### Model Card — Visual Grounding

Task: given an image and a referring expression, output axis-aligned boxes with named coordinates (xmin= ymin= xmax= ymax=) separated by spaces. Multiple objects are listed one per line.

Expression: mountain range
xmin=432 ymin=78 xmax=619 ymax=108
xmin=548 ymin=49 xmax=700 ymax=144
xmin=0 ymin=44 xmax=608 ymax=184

------

Exercise requirements | Reproduce the material above line for line, keeping every character unchanged.

Exercise result |
### Model Card — Visual Grounding

Task: given an image and a referring expression, output axis-aligned boxes with named coordinates (xmin= ymin= xmax= ymax=) separated by spaces. Multiple objects are listed one per line.

Expression: mountain range
xmin=432 ymin=78 xmax=619 ymax=108
xmin=548 ymin=49 xmax=700 ymax=144
xmin=0 ymin=44 xmax=608 ymax=184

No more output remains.